Pick out every line of the data below that contains the string "bridge", with matching case, and copy each one in full.

# start of PROVIDED DATA

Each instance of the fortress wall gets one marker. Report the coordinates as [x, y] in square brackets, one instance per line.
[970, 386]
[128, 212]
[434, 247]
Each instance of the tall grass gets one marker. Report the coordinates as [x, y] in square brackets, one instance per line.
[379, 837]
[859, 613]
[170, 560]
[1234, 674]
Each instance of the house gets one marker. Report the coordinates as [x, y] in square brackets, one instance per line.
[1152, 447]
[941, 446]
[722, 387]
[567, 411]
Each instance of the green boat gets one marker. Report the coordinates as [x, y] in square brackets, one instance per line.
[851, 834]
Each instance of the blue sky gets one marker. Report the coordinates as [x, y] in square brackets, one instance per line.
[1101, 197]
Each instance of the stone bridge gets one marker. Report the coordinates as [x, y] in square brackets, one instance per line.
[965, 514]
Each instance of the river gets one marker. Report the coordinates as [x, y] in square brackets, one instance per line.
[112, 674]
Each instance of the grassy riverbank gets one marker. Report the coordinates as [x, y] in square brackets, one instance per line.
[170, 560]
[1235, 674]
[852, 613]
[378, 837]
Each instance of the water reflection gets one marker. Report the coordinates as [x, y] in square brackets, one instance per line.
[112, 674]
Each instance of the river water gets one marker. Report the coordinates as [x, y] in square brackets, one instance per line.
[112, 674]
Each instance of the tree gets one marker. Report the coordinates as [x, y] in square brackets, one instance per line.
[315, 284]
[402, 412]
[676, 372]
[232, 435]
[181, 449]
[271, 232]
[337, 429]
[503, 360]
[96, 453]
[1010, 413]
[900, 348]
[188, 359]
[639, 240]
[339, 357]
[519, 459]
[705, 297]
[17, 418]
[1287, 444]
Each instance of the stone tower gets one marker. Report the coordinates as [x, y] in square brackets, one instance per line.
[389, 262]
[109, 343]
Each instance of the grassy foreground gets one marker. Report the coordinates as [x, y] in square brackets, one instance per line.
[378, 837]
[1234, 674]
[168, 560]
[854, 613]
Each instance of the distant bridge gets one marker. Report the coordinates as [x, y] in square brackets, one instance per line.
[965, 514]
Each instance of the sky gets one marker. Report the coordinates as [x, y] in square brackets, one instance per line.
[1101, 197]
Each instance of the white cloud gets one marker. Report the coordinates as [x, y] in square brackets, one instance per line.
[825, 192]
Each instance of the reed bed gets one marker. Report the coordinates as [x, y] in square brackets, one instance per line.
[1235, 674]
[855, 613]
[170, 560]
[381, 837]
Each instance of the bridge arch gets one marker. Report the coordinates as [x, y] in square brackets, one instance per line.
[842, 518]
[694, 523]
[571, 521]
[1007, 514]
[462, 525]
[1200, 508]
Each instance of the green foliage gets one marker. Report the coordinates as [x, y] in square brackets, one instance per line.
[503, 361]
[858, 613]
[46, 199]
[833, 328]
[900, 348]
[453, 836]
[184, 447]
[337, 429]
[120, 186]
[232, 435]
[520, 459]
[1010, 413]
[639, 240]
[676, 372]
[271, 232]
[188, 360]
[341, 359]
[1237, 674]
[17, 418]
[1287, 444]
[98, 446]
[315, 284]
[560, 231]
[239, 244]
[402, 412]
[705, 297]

# end of PROVIDED DATA
# start of PROVIDED DATA

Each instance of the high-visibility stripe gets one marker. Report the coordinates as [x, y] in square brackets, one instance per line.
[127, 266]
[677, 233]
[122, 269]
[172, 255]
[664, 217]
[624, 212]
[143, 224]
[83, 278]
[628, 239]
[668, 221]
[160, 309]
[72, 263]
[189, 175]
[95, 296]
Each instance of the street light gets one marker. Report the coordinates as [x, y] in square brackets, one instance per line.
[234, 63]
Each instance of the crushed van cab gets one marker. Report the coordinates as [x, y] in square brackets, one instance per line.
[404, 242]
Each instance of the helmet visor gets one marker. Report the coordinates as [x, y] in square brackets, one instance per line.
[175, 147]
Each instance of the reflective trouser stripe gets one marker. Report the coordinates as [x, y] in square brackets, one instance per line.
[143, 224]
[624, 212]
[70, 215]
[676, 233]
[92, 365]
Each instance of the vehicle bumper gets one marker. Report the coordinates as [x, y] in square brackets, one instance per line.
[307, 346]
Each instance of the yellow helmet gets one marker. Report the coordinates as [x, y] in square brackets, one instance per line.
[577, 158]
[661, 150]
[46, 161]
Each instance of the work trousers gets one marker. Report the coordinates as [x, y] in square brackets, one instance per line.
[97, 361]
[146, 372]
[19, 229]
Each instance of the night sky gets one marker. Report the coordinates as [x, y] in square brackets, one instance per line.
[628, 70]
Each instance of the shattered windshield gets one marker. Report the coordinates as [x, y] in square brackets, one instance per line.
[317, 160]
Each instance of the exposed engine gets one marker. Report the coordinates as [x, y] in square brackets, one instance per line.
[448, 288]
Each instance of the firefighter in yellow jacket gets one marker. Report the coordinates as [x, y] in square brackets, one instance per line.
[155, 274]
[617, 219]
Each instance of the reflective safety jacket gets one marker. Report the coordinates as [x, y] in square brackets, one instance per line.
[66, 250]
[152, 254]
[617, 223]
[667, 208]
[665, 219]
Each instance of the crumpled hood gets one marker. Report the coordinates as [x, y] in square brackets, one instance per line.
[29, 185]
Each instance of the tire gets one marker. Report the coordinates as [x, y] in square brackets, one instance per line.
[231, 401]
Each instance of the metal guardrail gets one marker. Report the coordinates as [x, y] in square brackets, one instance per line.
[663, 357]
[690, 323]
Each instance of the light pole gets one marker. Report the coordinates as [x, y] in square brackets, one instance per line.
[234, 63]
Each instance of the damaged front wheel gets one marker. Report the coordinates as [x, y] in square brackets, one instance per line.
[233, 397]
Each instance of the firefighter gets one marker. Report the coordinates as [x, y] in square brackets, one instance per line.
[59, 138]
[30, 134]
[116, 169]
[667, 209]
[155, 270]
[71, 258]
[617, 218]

# end of PROVIDED DATA
# start of PROVIDED DATA

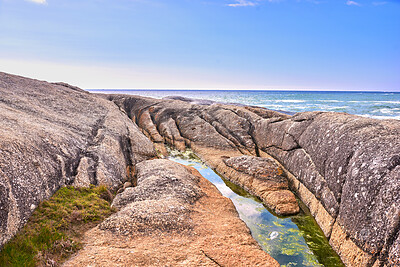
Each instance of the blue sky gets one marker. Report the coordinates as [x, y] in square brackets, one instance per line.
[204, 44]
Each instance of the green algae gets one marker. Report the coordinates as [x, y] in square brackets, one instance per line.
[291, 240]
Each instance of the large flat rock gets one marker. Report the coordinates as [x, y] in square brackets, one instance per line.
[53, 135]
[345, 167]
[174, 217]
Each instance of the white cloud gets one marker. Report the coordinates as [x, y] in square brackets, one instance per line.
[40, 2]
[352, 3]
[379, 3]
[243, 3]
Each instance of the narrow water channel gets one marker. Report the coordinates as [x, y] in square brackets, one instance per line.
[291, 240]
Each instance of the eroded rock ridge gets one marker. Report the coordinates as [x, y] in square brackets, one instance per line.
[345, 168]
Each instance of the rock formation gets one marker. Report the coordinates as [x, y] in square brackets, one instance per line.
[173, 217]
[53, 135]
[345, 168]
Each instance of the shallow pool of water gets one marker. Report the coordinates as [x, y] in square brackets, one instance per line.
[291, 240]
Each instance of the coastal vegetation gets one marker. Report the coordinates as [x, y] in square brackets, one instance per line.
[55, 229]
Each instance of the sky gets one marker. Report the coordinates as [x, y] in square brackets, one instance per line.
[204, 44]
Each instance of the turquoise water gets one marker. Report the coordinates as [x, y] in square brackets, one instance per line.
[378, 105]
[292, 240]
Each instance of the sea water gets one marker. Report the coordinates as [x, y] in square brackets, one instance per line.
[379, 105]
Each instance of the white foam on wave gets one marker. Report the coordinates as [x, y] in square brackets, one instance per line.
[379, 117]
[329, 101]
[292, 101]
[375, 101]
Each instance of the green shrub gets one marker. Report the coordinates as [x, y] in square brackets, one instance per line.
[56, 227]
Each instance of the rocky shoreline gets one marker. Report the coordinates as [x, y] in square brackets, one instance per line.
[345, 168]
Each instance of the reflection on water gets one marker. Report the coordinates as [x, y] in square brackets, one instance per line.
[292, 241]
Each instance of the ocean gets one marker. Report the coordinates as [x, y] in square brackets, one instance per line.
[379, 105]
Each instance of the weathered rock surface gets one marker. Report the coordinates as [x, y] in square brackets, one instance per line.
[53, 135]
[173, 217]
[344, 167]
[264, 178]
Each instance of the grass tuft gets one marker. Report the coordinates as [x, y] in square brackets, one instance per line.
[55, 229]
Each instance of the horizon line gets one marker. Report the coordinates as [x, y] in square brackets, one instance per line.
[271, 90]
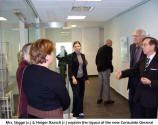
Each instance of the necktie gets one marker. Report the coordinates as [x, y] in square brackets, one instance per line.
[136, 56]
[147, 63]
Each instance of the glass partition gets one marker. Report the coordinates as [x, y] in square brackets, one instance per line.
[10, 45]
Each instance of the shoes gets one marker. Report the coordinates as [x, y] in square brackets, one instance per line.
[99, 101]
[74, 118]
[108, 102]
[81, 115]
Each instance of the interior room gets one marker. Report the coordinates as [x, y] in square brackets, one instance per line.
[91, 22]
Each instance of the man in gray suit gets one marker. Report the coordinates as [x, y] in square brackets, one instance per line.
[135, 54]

# end of PROVIDED DATA

### REPLY TO THE EXERCISE
Each instance of the stone bridge gets one marker. Report the coordinates as [x, y] in square brackets, one instance per line.
Each instance of the distant bridge gets one marker. Report the coordinates as [x, y] in square brackets, one instance per line.
Each instance of the bridge arch gets one marker. Report the coordinates as [x, y] in square brackets, one instance per line.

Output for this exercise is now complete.